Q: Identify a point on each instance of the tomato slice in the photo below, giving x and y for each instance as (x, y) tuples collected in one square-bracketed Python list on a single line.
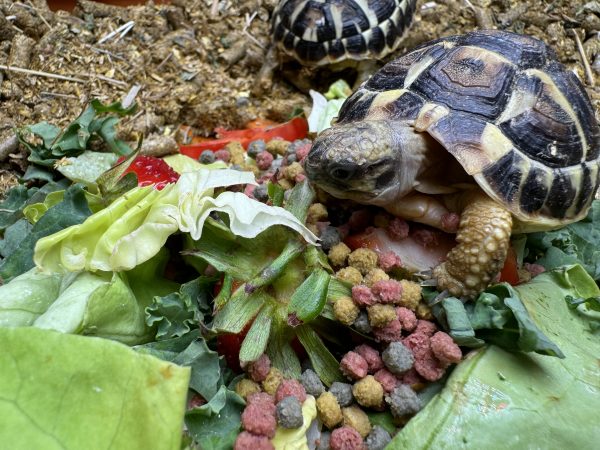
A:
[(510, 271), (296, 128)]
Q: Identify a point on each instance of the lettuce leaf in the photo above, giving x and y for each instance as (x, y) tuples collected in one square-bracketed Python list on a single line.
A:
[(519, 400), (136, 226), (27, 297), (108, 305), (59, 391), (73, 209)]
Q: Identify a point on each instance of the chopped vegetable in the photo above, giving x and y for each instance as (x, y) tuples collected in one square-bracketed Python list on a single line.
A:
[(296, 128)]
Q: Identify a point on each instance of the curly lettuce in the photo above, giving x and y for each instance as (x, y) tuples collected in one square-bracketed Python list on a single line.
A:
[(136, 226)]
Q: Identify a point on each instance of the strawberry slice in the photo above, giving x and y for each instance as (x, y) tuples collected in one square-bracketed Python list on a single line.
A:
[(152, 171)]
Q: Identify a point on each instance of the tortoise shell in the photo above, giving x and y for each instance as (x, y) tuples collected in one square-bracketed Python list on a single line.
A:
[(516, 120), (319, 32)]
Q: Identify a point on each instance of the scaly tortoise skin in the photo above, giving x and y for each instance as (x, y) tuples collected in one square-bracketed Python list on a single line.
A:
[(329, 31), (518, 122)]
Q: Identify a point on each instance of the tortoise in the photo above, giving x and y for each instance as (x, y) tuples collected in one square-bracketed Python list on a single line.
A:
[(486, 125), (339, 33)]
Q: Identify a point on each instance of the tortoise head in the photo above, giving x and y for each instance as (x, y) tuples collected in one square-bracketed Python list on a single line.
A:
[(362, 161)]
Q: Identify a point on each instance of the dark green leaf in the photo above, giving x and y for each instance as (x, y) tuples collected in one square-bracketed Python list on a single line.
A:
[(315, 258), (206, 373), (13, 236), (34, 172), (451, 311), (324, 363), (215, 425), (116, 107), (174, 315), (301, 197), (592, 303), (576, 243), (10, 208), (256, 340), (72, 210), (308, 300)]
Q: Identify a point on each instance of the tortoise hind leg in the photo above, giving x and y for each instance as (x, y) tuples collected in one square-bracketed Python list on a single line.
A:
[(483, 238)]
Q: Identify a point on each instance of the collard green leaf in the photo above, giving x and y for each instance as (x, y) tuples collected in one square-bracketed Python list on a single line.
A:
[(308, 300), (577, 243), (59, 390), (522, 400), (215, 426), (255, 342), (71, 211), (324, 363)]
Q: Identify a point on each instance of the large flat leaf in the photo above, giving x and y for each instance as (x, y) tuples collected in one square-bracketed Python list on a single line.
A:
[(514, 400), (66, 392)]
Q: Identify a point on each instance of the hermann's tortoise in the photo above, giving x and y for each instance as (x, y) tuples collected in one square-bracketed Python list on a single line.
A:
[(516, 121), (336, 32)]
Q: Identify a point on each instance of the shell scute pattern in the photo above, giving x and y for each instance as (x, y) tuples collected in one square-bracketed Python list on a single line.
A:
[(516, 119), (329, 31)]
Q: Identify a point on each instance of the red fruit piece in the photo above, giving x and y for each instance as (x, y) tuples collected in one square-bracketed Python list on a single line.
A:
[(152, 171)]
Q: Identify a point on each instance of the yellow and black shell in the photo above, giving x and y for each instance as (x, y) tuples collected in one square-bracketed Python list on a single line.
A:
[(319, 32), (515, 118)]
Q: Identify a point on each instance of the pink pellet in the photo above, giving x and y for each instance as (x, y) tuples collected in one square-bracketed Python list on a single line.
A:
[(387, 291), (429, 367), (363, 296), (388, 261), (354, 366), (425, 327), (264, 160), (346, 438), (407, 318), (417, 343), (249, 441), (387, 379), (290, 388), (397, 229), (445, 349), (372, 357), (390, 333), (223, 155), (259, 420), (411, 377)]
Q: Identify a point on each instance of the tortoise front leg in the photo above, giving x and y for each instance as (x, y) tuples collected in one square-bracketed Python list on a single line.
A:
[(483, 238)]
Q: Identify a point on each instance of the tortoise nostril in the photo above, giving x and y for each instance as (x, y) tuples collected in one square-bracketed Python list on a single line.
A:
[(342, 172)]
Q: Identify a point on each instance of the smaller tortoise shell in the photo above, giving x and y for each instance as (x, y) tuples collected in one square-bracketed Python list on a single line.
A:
===
• 取り組む課題: 「Q: Identify a point on each instance of the tortoise shell」を含む行から「[(486, 125), (339, 33)]」を含む行までを、依頼文も含めて書き直し、解答の座標の数値すべてに60を加えよ。出力はこの範囲の行だけとする。

• 課題の解答:
Q: Identify a point on each instance of the tortoise shell in the photo above, giving x and y for each instance as (x, y) tuples collected in one square-bracketed Python list on a single line.
A:
[(576, 180), (379, 92)]
Q: Identify a point on each instance of the scaly tortoise skin in the photo above, giving x and y for each instance as (x, y) tuples collected in one square-bracketed Python list on a single line.
A:
[(389, 91), (578, 182)]
Q: Identify a point on each instance of the tortoise in the photo above, giving x and y for each instance as (x, y) tuples collected in one square-bracketed Python list on a single line.
A:
[(546, 185), (399, 93)]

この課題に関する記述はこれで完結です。